What is expected
Repeat the material exactly, leaving no line out.

(Exercise data)

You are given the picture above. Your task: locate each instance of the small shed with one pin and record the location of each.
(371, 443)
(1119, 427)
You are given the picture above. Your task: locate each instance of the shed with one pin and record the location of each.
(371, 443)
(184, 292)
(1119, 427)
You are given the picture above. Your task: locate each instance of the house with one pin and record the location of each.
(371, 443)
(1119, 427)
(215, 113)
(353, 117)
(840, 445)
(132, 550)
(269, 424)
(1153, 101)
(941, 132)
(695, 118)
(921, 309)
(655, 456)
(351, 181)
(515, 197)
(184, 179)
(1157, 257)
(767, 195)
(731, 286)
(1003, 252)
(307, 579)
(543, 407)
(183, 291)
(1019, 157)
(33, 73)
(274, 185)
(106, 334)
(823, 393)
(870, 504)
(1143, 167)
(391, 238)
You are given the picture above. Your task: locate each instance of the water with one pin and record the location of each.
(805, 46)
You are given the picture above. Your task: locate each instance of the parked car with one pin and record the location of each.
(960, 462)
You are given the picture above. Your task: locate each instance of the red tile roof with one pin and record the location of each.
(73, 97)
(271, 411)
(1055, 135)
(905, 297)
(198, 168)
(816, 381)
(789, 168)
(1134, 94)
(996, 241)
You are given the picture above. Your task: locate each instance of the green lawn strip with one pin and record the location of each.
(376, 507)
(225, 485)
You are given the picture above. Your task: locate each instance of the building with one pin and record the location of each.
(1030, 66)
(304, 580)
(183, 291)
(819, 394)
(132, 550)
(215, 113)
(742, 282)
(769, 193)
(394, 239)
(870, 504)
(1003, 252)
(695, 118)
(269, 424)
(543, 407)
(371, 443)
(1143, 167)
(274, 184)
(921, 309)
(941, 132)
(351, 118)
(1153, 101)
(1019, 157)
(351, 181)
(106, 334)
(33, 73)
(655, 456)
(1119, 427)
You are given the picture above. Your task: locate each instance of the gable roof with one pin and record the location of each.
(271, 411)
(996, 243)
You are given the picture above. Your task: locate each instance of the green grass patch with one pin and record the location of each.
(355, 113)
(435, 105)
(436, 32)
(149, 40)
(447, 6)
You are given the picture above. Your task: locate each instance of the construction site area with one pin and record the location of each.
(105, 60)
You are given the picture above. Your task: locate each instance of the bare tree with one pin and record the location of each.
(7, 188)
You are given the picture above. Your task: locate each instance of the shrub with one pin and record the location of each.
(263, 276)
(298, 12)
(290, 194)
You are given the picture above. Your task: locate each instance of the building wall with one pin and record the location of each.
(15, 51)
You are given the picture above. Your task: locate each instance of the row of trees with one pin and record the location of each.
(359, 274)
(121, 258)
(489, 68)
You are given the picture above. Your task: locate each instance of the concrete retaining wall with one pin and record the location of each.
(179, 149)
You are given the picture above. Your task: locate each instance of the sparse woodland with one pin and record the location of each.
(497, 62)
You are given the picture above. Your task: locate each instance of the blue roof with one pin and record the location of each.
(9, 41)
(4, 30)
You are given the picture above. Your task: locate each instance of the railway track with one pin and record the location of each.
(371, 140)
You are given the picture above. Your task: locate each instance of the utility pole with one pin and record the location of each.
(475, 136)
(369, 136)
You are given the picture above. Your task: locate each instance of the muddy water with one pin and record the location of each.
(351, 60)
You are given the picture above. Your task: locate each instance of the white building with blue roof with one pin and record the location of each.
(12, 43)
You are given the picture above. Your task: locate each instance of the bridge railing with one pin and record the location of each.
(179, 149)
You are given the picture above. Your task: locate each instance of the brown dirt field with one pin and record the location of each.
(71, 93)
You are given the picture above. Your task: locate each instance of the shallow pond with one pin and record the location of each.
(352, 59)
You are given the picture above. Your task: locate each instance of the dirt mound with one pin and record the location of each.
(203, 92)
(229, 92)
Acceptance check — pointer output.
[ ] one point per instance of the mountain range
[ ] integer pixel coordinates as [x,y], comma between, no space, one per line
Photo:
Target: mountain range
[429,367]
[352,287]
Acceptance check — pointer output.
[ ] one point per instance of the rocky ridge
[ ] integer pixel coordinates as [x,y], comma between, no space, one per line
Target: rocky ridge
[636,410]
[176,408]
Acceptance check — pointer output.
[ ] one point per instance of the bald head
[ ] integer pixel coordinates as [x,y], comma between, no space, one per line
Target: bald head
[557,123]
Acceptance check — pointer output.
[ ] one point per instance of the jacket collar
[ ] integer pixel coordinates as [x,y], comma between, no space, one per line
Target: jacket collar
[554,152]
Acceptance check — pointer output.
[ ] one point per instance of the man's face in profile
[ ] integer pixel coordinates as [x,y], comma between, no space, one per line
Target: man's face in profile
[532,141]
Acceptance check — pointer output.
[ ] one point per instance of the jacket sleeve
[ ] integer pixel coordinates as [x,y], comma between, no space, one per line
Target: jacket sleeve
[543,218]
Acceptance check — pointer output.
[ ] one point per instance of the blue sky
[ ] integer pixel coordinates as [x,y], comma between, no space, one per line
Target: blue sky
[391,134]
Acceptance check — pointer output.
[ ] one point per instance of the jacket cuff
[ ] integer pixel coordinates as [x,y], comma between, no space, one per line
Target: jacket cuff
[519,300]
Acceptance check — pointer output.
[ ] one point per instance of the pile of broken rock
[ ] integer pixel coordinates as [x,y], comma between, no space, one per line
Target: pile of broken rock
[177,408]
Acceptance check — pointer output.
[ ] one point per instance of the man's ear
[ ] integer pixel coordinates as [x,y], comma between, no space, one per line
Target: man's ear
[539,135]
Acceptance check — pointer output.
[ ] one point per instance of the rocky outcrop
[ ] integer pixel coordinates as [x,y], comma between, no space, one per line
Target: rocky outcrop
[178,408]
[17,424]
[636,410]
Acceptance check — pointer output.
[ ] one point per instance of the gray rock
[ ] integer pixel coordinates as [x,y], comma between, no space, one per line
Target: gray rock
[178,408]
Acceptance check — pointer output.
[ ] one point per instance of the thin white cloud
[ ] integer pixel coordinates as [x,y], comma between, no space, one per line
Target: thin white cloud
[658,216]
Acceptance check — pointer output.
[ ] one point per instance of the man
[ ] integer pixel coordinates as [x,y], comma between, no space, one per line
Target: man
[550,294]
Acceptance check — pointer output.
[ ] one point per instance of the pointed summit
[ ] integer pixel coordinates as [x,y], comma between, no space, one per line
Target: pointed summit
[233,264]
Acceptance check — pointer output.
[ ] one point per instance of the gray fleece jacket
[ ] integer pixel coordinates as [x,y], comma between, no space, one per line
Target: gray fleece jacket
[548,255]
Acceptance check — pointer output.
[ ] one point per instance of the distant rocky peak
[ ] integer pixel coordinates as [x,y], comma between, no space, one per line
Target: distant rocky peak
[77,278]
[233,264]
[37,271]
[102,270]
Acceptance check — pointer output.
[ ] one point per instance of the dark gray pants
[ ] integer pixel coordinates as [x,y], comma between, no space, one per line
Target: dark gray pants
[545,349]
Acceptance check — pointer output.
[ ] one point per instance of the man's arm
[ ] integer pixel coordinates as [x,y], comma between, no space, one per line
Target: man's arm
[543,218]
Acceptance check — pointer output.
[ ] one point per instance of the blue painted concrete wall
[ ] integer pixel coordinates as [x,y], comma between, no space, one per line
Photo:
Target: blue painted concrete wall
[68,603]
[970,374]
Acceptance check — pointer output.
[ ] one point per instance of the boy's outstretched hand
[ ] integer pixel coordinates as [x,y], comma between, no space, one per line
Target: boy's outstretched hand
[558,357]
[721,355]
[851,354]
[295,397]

(End Exercise data)

Result
You are given the picture above. Your task: locate each instance of the small shed with one pin and record the location of each.
(371, 443)
(1119, 427)
You are given the picture above. Your task: locate each instance of the shed with one pin and record the location of each.
(371, 443)
(184, 292)
(1119, 427)
You are given the picture above. Your task: locate each instance of the house with one pin and record the location of each.
(371, 443)
(1119, 427)
(215, 113)
(353, 117)
(840, 445)
(132, 550)
(269, 424)
(1153, 101)
(941, 132)
(695, 118)
(921, 309)
(655, 456)
(351, 181)
(515, 197)
(184, 179)
(1157, 257)
(767, 195)
(731, 286)
(1003, 252)
(307, 579)
(543, 407)
(183, 291)
(1019, 157)
(33, 73)
(274, 185)
(106, 334)
(823, 393)
(870, 504)
(1143, 167)
(391, 238)
You are given the picture above. Your task: locate each instance of the water with one pin and record the location of each.
(805, 46)
You are given the picture above. Your task: locate each instance of the parked car with one pin and record the location of each.
(960, 462)
You are given the picture above. Your task: locate each instance of the red tile roof with one pin and record the location of each.
(73, 97)
(271, 411)
(1055, 135)
(905, 297)
(198, 168)
(816, 381)
(789, 168)
(1134, 94)
(996, 241)
You are given the picture above. Your task: locate each instance of the green lawn strip with one pin and record the location of each.
(376, 507)
(225, 485)
You are given the picture above. Your task: locate each instance of the building with one pin and record the location of each.
(1030, 66)
(304, 580)
(183, 291)
(819, 394)
(132, 550)
(215, 113)
(742, 282)
(769, 193)
(394, 239)
(870, 504)
(1003, 252)
(695, 118)
(269, 424)
(543, 407)
(371, 443)
(1143, 167)
(274, 184)
(921, 309)
(941, 132)
(351, 118)
(1153, 101)
(1019, 157)
(351, 181)
(106, 334)
(33, 73)
(655, 456)
(1119, 427)
You are given the picture above. Your task: locate each instance of the gable roof with one pin and record the location of each.
(271, 411)
(996, 243)
You are given the picture above. Your task: locate each instance of the green grass patch with one pin and record the location of each.
(355, 113)
(435, 105)
(436, 32)
(149, 40)
(447, 6)
You are given the picture above. Your task: locate each instance of the construction site area with one pin and record the location of each.
(105, 60)
You are given the picture above. Your task: locate each instance of the bare tree with one pin and record the location of each.
(7, 188)
You are given the picture above. Your task: locate each instance of the shrub with one pin and record the location of each.
(263, 276)
(298, 12)
(290, 194)
You are given the picture above. Your task: locate each instance of the building wall with one pin and record the location of each.
(15, 51)
You are given the picture above. Your task: locate each instance of the row of trees with one pin and record the location of each.
(359, 274)
(121, 258)
(489, 68)
You are given the picture above. Your task: locate each instance of the concrete retaining wall with one pin and record the location of each.
(179, 149)
You are given the picture above. Your task: locate each instance of the sparse woodland with one pin and record the location of each.
(497, 62)
You are given the picture above. Your task: locate each instance of the blue roof with one pin and record the location of each.
(9, 41)
(4, 30)
You are given the picture above. Your task: locate each instance of the railway track with one pin and record the location of each.
(371, 140)
You are given the picture above. Your task: locate each instance of the utility pole with one pin and record the location of each.
(475, 136)
(369, 136)
You are given the picture above. Your task: locate each instance of the muddy water with one pin and record the location of each.
(351, 60)
You are given the picture above. Your task: locate each instance of the white building with blue roof with one pin and record the location of each.
(12, 43)
You are given the picture above. Your task: locate each instance of the bridge railing with one pin and record the location of each.
(179, 149)
You are given the picture above. Your task: locate each instance of the brown dirt field with one pin and record the location of each.
(71, 93)
You are given the picture above. Your task: locate each instance of the shallow pond with one pin and record the location of each.
(352, 59)
You are given the picture above. Your task: locate each instance of the dirt mound with one pin and record the location of each.
(203, 92)
(229, 92)
Acceptance check — pointer output.
[ ] one point per instance of the mountain range
[ ] integer pixel coordinates as [x,y], comma between, no space, one per line
Photo:
Target: mountain range
[429,367]
[352,287]
Acceptance check — pointer output.
[ ] one point per instance of the rocky ridge
[ ] integer pixel coordinates as [x,y], comma between, no space, one per line
Target: rocky ridge
[636,410]
[176,408]
Acceptance check — pointer output.
[ ] one point per instance of the bald head
[ ] integer pixel coordinates as [x,y], comma between, no space, one per line
Target: bald head
[557,123]
Acceptance check — pointer output.
[ ] one point per instance of the jacket collar
[ ] integer pixel coordinates as [x,y], comma between, no space, one per line
Target: jacket collar
[554,152]
Acceptance check — pointer output.
[ ] one point per instance of the man's face in profile
[ ] integer pixel coordinates as [x,y], comma between, no space, one per line
Target: man's face in profile
[532,141]
Acceptance check — pointer output.
[ ] one point per instance of the jacket sleeve
[ ] integer pixel coordinates as [x,y], comma between, no space, one per line
Target: jacket sleeve
[543,218]
Acceptance check — pointer output.
[ ] one point per instance of the blue sky
[ ] integer pixel coordinates as [x,y], comma between, no space, one per line
Target: blue sky
[391,134]
Acceptance check — pointer output.
[ ] one point per instance of the jacket cuff
[ ] integer pixel coordinates as [x,y], comma between, no space, one per line
Target: jacket cuff
[519,300]
Acceptance check — pointer output.
[ ] one point per instance of the pile of broken rock
[ ] integer pixel coordinates as [x,y], comma between, no space, one per line
Target: pile of broken rock
[177,408]
Acceptance check — pointer output.
[ ] one point per instance of the man's ear
[ ] integer pixel coordinates as [x,y], comma between, no space, one per line
Target: man's ear
[539,135]
Acceptance check — pointer output.
[ ] one point per instance of the rocky outcrop
[ ] integer pixel coordinates as [x,y], comma between, no space, one per line
Target: rocky outcrop
[178,408]
[17,424]
[636,410]
Acceptance check — pointer output.
[ ] one point per instance of the gray rock
[ ] integer pixel coordinates as [x,y], comma between, no space, one per line
Target: gray rock
[178,408]
Acceptance check — pointer output.
[ ] one point per instance of the thin white cloud
[ ] integer pixel coordinates as [x,y], comma between, no space, one per line
Target: thin white cloud
[658,216]
Acceptance check — pointer output.
[ ] one point per instance of the man
[ ] integer pixel coordinates as [x,y], comma between, no space, one per line
Target: man
[550,294]
Acceptance check — pointer output.
[ ] one point per instance of the pointed summit
[ ] integer pixel coordinates as [x,y], comma between, no space, one per line
Target: pointed summit
[233,264]
Acceptance check — pointer output.
[ ] one point per instance of the gray fleece jacket
[ ] integer pixel coordinates as [x,y], comma between, no space, one per line
Target: gray fleece jacket
[548,255]
Acceptance check — pointer output.
[ ] one point per instance of the distant rocky peak
[ ] integer pixel coordinates as [x,y], comma between, no space, one per line
Target: distant rocky peak
[77,278]
[233,264]
[37,271]
[102,270]
Acceptance check — pointer output.
[ ] one point per instance of the dark gray pants
[ ] integer pixel coordinates as [x,y], comma between, no space, one per line
Target: dark gray pants
[545,349]
Acceptance check — pointer output.
[ ] one point per instance of the man's arm
[ ] integer pixel coordinates as [x,y], comma between, no space, one per line
Target: man's arm
[543,218]
Acceptance check — pointer output.
[ ] one point per instance of the blue painted concrete wall
[ ] integer pixel coordinates as [x,y], comma between, no space, one per line
Photo:
Target: blue painted concrete wall
[68,603]
[970,374]
Acceptance check — pointer output.
[ ] one point per instance of the boy's outstretched hand
[ ] integer pixel coordinates as [x,y], comma between, no space, one per line
Target: boy's outstretched hand
[558,357]
[721,355]
[851,354]
[295,397]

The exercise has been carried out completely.